# Chances of miscarriage week by week



## hels08

Hi all, i know they say that when you get to 12 weeks your chances of miscarriage reduce dramatically but does anyone know where you can find week by week stats, i.e chances after 6 wks, 7wks, 8wks etc. Thanks girlies! x


----------



## LunaBean

Dont think there is anything like that, cus theres no set rules, and as much as it's more common before 12 weeks, it can happen anytime, so don't think they like to make charts like that, it would make some people worry more!!


----------



## FlatShoes

I found this;

The statistics regarding miscarriage vary widely depending on the source. Here are some of the basic numbers.

Almost 20% of pregnancies end in miscarriage, with the majority occurring during the first 12 weeks.

There is a 75% chance of miscarriage in weeks 1-2 of pregnancy, when you do not know you are pregnant.

There is a 10% chance of miscarriage in weeks 3-6 and this number drops to 5% during weeks 6-12.

During the second trimester the chance of miscarriage drops again to 3%. After you&#8217;ve reached 20 weeks gestation, it is no longer considered a miscarriage.

For repeat miscarriage the statistic are as follows:

If you have had a miscarriage during your first pregnancy, your chances of another miscarriage are 10-13%.

If you have had one or more live births and one miscarriage your chance of another miscarriage is around 10%.

There is a 40% chance of a repeat miscarriage if you have had two pregnancies and two miscarriages.

The chance of multiple miscarriages is lower, at around 13%, if you have had one or more live births.

If you have had three pregnancies and three miscarriages there is a 60% chance you will miscarry again. If you have had four miscarriages with no live births your chances of a healthy pregnancy drop to 0-5%.

here > https://www.amazingpregnancy.com/pregnancy-articles/337.html


----------



## Louppey

That's really helpful Flatshoes :)


----------



## hels08

Thanks flatshoes, thats great. I know you can never be 100% until baby is here, and my 12 week scan will reassure me loads but got 5 weeks until that! thanks for your help xxx


----------



## FlatShoes

No problemo ladies :)


----------



## destinyfaith

i think its still 15 % chance till 12 weeks unless you see a strong heart beat inbetween if you do at 6 weeks its about 5% then 8 weeks its 4% and 12 weeks 2% ( i got this told at 6 weeks emergancy scan as i was bleeding and seen a HB)


----------



## LunaBean

Jeez, Ive only a 40% chance of having this baby, knew I shouldnt have read that!


----------



## FlatShoes

Maybe its not true - there are so many different versions!

I don't really think stats matter much for individuals! If you have a 1 in 10000000 chance of something but it happens to YOU then stats mean nothing!

We should just all concentrate on ourselves!

▸ Record set:

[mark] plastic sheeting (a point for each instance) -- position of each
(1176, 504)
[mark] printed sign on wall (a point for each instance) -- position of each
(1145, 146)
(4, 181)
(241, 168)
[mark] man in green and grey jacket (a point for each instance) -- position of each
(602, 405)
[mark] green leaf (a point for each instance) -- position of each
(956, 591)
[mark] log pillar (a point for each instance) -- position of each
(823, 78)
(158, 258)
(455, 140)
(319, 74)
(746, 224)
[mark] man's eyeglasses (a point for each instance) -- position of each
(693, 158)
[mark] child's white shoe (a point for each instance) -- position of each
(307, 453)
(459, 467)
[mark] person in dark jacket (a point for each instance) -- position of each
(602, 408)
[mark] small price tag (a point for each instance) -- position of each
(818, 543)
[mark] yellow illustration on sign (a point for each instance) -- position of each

▸ Problem details: According to the source quoted in the miscarriage-chances thread, what is the chance of miscarriage during the second trimester?

▸ Solution for this problem: 3%.